AIM →
Report, in full and in their original order, each line of the records below that contains the string "every".

Outline labeling records
::::

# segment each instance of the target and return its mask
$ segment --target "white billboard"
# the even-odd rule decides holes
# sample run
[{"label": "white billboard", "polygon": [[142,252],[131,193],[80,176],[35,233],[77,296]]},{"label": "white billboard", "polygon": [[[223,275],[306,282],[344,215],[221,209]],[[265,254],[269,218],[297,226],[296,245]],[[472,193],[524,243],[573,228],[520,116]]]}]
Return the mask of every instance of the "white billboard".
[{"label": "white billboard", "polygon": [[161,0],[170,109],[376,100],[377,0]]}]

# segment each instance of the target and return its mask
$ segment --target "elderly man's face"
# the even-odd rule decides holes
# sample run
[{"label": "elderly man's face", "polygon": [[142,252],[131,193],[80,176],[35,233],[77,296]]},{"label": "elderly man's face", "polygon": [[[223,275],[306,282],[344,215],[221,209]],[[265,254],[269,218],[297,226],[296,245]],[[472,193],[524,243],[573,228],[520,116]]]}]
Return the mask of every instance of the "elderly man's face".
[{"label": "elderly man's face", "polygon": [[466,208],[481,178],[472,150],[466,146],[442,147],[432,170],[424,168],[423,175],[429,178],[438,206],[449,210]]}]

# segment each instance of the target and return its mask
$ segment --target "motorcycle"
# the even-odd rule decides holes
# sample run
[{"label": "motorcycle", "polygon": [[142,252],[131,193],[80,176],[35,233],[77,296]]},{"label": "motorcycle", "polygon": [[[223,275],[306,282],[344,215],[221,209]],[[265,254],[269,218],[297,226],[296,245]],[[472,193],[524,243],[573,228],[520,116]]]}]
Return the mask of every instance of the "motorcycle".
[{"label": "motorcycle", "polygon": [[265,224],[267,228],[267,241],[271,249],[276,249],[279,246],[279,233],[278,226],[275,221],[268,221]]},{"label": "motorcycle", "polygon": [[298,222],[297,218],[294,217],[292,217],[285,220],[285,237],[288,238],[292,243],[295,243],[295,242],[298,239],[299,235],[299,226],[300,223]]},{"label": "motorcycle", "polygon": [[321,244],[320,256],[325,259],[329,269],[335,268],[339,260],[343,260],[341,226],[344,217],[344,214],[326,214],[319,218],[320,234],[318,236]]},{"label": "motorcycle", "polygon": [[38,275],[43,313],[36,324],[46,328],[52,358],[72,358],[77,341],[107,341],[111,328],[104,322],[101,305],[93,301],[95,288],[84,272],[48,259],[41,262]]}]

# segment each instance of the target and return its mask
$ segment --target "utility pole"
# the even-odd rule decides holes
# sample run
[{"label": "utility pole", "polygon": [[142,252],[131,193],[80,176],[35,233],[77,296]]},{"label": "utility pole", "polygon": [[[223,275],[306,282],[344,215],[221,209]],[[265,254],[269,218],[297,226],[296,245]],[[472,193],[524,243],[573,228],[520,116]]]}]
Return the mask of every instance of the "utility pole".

::::

TASK RESULT →
Return the mask of every instance of the "white billboard".
Return the mask of every instance of the "elderly man's face".
Return the mask of every instance of the "motorcycle".
Return the mask of every instance of the "utility pole".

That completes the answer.